• DOCUMENT PASSAGE:
*** Block opens ***

Mosaic dataset organization
The mosaic dataset is the optimal data structure to manage, display, and publish your collection of elevation data, because it can manage all the different raster file formats and resolutions, and the files are maintained in their original format on disk. It also has many options for displaying and processing your elevation data, such as the dynamic mosaicking that allows the best resolution to display at appropriate scales, and functions used to process the data to create multiple products without copying the source data.
Functions specific to elevation data are Hillshade, Shaded Relief, Aspect, and Slope.
It is advantageous to separate mosaic datasets into two types: those that are primarily used for management and those that provide other data representations (such as hillshade) and are published. This separation can aid in organization. You can manage your imagery within a mosaic dataset, but use another mosaic dataset to share or disseminate (publish) the contents.
Here's an overview of the different types of mosaic datasets and what purpose they may serve:
- Source—Used for managing imagery. It generally contains a collection of similar imagery. You may use a number of these source mosaic datasets to manage different collections, such as SRTM and NED. These can be published directly or (more often) used as the source for other mosaic datasets.

*** Block closes ***

• DATA EXCERPT:
*** Block opens ***

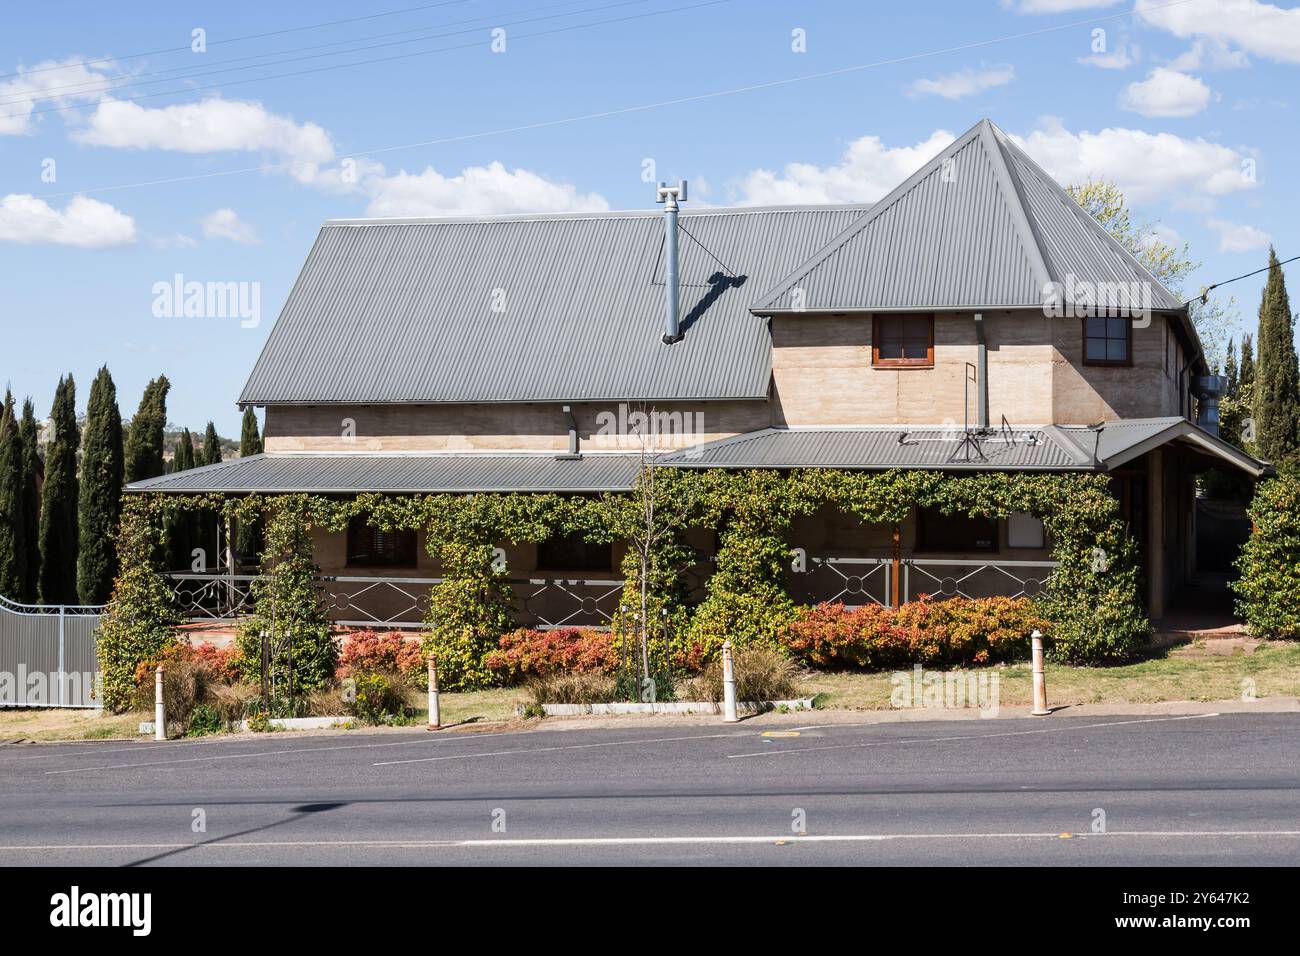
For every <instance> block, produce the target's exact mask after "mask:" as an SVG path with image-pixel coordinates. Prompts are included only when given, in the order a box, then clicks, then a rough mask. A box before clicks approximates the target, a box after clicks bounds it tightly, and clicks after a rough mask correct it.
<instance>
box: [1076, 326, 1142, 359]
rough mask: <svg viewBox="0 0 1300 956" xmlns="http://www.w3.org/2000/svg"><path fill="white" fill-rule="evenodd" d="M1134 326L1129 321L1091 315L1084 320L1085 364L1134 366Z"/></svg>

*** Block closes ***

• JOB: Continue the passage on mosaic dataset organization, starting right after its last sentence.

• TASK ANSWER:
- Master (or derived)—Used to compile multiple sources into a single mosaic dataset. The source of a master mosaic dataset is generally one or more source mosaic datasets but can also include other images or services.
- Referenced—A unique type of mosaic dataset, which is mainly used to share or publish the imagery. It is created using one mosaic dataset as input and does not allow the items in the table to be edited, therefore, keeping the inputs safe from alteration. It's often used to provide differently processed outputs of the source or master mosaic dataset inputs.
The source and master (derived) mosaic datasets are symbolic names used to help convey an understanding of the organizational structure of mosaic datasets, whereas a reference mosaic dataset is a physically different form of a mosaic dataset.
Your elevation data can be stored in folders organized by you or the data vendor, but it will all be managed and distributed using one or more mosaic datasets and image services. The data contained within a source mosaic dataset is usually determined by having the same number of bands and bit depths. In this case, it's determined by bit depth and product; for example, the lidar-derived data can be organized in one source mosaic dataset and the SRTM in another. This helps in keeping the data organized and allows data with different vertical units to be separated; for example, the lidar-derived data is measured in feet and the SRTM is measured in meters. This also allows you to refine the footprints, if necessary, or control the NoData, which can be unique for each product.
The source mosaic datasets will be combined together using the master mosaic dataset. Some functions may be added to some of the sources to ensure the data represents the same information, such as the conversion from feet to meters or ellipsoidal to orthometric. (For most requirements, it is recommended that a mosaic dataset with orthometric ground height be created and maintained as the master service upon which others are built.)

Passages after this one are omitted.